● **BRANO SELEZIONATO**:
**********
L’effettivo esercizio dell’attività industriale-commerciale circoscrive insomma l’area del «sistema d’impresa», destinatario di un regime tributario analitico e complesso, generalmente più favorevole rispetto a quello cui sono soggette le persone fisiche «non imprenditrici» e finalizzato alla tassazione di un reddito netto, depurato dalle componenti di costo e fondato sugli schemi civilistici di bilancio.

Inoltre, guardando a normative settoriali nell’ambito del reddito di impresa, l’attività in questione (se riconosciuta sussistente in capo alla partecipata) legittima la disapplicazione della tassazione in Italia delle società estere CFC, nonché – insieme alle altre condizioni normativamente previste – la fruizione del regime di participation exemption (pex).

L’attività industriale-commerciale è altresì quasi strutturalmente legata all’utilizzo, da parte dell’impresa, di beni strumentali, in grado di configurare quell’«autonoma organizzazione» che leggi, prassi e giurisprudenza individuano come un presupposto fondamentale dell’IRAP.
**********
● **DATI REGISTRATI**:
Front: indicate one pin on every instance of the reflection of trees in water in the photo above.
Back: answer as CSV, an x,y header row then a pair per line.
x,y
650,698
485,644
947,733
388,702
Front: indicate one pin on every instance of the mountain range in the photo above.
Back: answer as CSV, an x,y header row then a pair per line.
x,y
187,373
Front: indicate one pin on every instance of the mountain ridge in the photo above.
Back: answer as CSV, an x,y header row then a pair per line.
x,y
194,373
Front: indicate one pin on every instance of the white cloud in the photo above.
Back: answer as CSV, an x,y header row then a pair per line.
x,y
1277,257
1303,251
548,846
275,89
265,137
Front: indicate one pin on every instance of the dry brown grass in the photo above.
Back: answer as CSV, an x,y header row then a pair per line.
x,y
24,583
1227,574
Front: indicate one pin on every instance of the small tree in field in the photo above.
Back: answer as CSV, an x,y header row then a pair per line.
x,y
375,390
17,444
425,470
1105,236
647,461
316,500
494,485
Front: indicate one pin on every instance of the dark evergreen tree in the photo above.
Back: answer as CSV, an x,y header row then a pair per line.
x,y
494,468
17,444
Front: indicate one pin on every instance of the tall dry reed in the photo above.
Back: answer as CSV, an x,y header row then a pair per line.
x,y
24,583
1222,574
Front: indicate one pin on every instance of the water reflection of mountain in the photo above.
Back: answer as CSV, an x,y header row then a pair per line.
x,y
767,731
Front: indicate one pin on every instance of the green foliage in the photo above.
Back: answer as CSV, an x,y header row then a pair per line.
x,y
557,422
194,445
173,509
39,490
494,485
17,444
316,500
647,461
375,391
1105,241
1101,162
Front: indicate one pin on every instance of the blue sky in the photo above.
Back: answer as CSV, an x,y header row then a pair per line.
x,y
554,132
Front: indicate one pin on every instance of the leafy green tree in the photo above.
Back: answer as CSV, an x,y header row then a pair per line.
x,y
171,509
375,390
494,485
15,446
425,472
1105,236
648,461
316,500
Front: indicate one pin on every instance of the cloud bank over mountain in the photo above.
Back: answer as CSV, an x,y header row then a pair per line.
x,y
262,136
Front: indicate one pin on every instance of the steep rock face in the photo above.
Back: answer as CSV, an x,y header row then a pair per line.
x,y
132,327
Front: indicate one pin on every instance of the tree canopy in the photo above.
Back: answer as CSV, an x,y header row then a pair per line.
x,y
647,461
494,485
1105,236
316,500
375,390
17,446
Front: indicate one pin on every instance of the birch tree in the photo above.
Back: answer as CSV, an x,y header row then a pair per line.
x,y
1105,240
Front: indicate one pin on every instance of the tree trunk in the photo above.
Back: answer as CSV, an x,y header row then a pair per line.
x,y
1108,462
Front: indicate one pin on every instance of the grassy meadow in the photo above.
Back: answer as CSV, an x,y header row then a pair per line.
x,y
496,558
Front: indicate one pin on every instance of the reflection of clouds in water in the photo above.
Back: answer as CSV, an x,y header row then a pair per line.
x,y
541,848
**********
● **COSA FARE**:
- A) Nel brano sull'attività industriale-commerciale, che cosa individuano leggi, prassi e giurisprudenza come presupposto fondamentale dell'IRAP?
- B) Prosegua il brano sull'attività industriale-commerciale a partire dal punto in cui si interrompe.
Le voci registrate non hanno alcun ruolo in questo lavoro.

● **ELENCO RISPOSTE**:
- A) L'«autonoma organizzazione», che l'impresa può configurare grazie all'utilizzo di beni strumentali.

- B)
Nel contesto del contrasto alle società di comodo, l’esercizio di un’effettiva attività economica non è visto come il «peccato» in grado di causare una conseguenza dannosa (ad esempio, la decadenza del regime degli enti non commerciali, oppure la debenza dell’IRAP), bensì come la condizione – consistente nella presenza di una realtà (attuale o progettuale-prospettica) – che legittima il mantenimento della struttura societaria, consentendo alla stessa di non essere tassata secondo i coefficienti presuntivi di cui all’art. 30 della L. n. 724/1994 e di non perdere il diritto alla detrazione, al rimborso e alla compensazione dell’IVA a credito.

 

Le attività «prodromiche» sono già «attività d’impresa»?

L’impresa – intesa nell’accezione di attività economica organizzata al fine della produzione o dello scambio di beni o servizi – non sorge, evidentemente, già funzionante, ma necessita di una fase di preparazione, della quale occorre tener conto sia nella predisposizione del bilancio che ai fini tributari.

Tale fase può essere vista già quale manifestazione di attività imprenditoriale, ovvero come un periodo «prodromico», inidoneo a produrre gli effetti che sono invece ricondotti all’attività di «gestione».

A tale riguardo, occorre verificare – con il supporto della prassi e della giurisprudenza in materia, nonché alla luce dei principi contabili – a quali condizioni e in quali termini assumano rilevanza le operazioni effettuate «non ancora» dall’impresa «operante», ovvero in fasi nelle quali l’operatività è ridotta o assente.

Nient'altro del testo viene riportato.